* _STUDY TEXT_:

Cow dungs

Zimbabwe girls forced to use cow dungs as Sanitary wears

Zimbabwe girls forced to use cow dungs as Sanitary wears

The economic hardship in Zimbabwe has compelled many teenage girls in the rural areas to use cow dungs as sanitary wears in salvaging their monthly cycle.

According to some rural girls, the use of sanitary pad is currently taking a back seat as prices of feminine hygiene products keeps increasing, leaving them no choice than to use cow dungs, leaves, papers, clothes and other materials which could stop the blood from leaking.

A 19-year physically challenge, Constance Dimingo, in a media interview lamented that poverty in the area has made a natural monthly cycle a period of shame, thus women in their youthful age seek for substitute wears to absorb their menstrual flow or to stop it from leaking.

* _WHAT THE EXERCISE ASKS_: Continue the article about Zimbabwean girls who lack sanitary products, picking up after its last sentence. The records that follow have no connection to the text above.

* _SOURCE DATA_:
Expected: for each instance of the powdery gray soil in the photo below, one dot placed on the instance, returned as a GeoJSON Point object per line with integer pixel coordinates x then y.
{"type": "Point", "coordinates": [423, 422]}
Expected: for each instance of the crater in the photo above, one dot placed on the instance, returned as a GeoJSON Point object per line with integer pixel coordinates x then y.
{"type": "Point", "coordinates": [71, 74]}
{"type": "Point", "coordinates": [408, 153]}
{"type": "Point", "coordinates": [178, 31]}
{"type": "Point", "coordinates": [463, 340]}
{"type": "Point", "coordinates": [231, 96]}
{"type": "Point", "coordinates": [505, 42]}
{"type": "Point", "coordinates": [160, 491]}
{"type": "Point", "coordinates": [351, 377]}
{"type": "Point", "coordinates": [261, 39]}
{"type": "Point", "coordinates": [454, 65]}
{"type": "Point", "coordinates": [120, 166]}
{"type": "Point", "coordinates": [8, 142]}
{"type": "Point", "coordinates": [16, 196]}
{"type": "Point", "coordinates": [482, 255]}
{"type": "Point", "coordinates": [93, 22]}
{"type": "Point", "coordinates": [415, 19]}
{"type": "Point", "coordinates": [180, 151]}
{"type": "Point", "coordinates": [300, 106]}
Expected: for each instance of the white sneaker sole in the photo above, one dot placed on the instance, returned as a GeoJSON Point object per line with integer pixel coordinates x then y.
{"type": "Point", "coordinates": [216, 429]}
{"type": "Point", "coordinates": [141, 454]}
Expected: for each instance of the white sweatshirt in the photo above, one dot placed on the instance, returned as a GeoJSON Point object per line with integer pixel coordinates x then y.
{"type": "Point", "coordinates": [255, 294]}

* _ANSWER BOX_:
“I last wore a pad before my mother died last year. Now, I have to use anything I can find, cow dung, leaves, newspapers and clothes, to stop the blood from leaking. I wish my mother was still alive to buy me pads and medication for my menstrual pain,” she lamented.

Constance is one of the 72 per cent of girls located in the rural town of Domboshava, 30 km north of the capital Harare who did not have access to commercial sanitary wear, according to a study by SNV Netherlands Development Organisation in Zimbabwe.

For an equivalent of US$2, sanitary pads were beyond reach for most of the country’s 3 million menstruating girls, who live below the poverty datum line.

Constance, her epileptic sister and three other girls rely completely on the assistance of their visually impaired grandmother to manage their menstrual hygiene during that time of the month.

“Sanitary pads are a luxury, I cannot afford for my girls,” Ms Vhene Gumedhe, a grandmother cried.

Explaining how the cow dung process works, she said:

“I take the dung, mould it and leave it to dry so that it easily absorbs the blood. The girls do not put the cow pattie directly on the skin. I wrap many clothes over it to avoid itching when placed on the underwear. Then I show them how to close their private parts to block the bleeding.”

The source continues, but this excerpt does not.